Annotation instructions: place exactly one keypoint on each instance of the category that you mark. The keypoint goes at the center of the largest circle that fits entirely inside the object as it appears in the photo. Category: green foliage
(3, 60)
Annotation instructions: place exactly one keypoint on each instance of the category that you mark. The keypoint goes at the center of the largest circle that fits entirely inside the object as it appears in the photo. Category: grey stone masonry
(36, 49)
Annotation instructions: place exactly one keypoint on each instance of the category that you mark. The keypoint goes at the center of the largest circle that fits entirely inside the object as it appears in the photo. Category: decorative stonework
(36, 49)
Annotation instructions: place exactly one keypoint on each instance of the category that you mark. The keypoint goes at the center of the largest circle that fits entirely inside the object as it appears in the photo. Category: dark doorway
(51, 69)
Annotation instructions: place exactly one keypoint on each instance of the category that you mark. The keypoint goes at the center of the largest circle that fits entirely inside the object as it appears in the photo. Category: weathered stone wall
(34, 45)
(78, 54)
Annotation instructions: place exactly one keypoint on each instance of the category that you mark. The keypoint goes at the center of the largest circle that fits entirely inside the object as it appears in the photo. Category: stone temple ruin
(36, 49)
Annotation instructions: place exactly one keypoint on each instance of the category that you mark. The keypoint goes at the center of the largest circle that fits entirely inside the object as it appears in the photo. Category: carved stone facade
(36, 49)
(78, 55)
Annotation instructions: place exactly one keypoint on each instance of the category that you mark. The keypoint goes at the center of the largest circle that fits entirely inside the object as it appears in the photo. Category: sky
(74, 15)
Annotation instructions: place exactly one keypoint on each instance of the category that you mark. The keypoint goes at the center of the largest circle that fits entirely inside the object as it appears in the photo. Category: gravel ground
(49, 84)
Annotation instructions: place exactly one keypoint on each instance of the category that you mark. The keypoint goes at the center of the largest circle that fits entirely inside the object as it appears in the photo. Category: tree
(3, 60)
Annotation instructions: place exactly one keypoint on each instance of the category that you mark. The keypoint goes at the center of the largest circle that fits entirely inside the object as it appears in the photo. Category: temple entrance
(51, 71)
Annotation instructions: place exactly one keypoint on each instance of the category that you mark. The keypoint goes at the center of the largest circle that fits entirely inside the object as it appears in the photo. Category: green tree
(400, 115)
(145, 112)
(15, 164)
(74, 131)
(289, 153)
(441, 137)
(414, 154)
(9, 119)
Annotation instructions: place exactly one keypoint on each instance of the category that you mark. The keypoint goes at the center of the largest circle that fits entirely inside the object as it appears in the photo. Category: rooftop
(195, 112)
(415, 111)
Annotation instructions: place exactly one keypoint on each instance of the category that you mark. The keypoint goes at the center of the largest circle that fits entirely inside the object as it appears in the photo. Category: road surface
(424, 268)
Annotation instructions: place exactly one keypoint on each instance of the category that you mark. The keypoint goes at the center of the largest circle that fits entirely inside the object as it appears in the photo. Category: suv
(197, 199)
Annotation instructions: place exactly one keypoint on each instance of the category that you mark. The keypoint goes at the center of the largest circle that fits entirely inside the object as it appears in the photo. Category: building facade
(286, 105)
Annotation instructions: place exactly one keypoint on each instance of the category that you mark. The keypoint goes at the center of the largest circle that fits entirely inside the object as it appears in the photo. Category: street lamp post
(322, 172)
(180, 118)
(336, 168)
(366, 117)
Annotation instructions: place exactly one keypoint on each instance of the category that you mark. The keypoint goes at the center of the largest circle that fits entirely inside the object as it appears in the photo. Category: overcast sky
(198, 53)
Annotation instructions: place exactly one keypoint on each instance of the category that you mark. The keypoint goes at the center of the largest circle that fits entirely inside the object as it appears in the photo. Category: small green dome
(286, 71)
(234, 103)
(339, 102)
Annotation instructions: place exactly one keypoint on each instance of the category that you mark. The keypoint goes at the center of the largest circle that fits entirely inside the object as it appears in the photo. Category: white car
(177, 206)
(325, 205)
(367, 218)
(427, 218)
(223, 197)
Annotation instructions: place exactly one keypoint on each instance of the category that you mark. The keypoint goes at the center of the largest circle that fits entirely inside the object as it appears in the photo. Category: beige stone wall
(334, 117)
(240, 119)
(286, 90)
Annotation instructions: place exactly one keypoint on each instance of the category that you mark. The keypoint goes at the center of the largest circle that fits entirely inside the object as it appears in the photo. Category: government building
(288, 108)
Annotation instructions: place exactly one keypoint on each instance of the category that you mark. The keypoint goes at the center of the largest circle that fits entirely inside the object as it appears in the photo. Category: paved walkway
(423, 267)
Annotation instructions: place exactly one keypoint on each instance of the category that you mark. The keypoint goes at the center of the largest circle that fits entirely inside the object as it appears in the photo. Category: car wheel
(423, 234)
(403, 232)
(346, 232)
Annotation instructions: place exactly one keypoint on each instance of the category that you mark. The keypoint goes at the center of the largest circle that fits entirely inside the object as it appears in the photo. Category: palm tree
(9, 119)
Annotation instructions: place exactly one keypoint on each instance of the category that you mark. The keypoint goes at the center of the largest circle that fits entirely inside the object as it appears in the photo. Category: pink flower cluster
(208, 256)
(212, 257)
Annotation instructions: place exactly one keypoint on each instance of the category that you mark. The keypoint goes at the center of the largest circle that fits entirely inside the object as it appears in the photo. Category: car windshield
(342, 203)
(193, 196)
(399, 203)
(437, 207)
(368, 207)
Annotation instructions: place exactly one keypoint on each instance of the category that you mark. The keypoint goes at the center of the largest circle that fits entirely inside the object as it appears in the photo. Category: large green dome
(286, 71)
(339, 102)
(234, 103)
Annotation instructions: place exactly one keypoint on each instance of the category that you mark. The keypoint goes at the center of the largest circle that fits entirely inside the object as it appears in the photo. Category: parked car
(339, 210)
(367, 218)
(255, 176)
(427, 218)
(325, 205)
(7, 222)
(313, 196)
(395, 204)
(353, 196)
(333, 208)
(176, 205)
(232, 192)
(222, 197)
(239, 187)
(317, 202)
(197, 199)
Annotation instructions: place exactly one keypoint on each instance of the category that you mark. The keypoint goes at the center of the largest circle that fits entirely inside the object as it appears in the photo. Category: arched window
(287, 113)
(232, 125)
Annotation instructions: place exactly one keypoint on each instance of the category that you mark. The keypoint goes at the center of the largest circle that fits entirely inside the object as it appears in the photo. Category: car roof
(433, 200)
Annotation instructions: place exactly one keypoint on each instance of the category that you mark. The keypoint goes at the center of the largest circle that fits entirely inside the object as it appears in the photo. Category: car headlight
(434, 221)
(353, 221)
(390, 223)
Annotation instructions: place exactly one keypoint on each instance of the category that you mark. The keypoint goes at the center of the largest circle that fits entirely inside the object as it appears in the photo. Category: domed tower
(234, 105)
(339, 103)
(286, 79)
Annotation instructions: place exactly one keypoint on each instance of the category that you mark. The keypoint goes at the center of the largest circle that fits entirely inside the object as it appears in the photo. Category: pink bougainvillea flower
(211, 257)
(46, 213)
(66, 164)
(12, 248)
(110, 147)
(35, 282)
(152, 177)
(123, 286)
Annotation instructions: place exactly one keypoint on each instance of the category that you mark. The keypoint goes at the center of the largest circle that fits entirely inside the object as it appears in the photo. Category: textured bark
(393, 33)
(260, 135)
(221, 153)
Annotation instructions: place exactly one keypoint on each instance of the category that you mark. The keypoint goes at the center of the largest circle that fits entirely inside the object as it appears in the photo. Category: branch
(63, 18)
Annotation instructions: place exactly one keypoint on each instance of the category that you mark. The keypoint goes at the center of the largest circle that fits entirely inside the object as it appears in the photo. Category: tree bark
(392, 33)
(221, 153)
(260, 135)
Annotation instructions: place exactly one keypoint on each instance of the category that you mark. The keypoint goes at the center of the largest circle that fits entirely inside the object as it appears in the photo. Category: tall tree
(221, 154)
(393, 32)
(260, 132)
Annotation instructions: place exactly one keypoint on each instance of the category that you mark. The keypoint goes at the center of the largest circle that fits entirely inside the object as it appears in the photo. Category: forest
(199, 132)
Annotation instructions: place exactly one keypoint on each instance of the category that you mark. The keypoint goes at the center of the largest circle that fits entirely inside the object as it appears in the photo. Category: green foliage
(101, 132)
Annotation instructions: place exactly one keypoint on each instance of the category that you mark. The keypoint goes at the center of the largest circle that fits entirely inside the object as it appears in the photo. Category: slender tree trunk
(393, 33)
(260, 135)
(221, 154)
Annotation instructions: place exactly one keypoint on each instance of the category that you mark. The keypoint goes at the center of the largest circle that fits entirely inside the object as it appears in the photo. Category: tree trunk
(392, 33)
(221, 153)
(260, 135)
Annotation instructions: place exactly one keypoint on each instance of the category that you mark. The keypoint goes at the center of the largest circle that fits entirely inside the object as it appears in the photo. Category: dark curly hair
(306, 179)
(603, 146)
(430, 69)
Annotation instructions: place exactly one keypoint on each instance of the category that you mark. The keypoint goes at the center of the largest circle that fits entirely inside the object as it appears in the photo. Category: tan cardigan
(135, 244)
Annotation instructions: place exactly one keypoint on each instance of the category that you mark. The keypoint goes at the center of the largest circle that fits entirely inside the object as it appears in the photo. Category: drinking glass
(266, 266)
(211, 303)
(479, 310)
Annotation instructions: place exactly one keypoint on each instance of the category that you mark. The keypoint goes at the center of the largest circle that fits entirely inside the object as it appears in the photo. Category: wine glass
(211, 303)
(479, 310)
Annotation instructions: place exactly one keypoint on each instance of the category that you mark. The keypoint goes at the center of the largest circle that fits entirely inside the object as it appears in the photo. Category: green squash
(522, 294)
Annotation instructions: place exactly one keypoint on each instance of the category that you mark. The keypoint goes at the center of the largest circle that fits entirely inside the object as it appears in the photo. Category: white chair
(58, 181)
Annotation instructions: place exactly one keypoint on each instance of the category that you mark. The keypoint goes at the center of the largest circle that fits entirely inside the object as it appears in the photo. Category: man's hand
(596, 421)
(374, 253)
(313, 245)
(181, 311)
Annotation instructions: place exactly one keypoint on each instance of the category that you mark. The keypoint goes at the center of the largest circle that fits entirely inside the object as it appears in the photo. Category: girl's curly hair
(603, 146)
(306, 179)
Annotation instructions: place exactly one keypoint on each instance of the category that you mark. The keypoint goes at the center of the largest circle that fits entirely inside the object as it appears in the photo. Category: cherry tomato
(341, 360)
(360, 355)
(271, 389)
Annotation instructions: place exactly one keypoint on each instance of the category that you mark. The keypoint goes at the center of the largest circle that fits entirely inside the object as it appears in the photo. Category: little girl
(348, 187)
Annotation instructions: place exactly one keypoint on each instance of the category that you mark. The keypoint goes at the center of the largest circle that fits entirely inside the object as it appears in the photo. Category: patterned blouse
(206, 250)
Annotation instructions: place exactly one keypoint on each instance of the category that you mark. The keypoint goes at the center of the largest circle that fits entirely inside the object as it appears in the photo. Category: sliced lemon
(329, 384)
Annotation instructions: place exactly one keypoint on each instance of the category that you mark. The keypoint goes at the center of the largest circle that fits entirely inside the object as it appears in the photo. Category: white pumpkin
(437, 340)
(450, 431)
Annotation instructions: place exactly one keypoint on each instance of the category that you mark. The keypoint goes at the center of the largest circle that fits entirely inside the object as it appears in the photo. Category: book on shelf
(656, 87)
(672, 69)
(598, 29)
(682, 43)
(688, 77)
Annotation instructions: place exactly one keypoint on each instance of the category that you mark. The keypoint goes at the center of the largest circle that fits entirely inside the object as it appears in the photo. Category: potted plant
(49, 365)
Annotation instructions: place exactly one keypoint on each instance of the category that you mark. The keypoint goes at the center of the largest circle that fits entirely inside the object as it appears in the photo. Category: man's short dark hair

§ WORK TO BE COMPLETED
Quote exactly and only the lines from the one holding "Category: potted plant" through the end of the data.

§ SOLUTION TO THIS TASK
Annotation instructions: place exactly one keypoint on each instance of the category that you mark. The keypoint goes at the center of the largest circle that fits entirely inside the object as it appears in the photo. Category: potted plant
(49, 365)
Annotation instructions: place exactly one keypoint on each instance of the category that you mark. The keypoint goes at the center of the largest circle that fits entirely inside the object as it appears in the photo. Category: man's short dark hair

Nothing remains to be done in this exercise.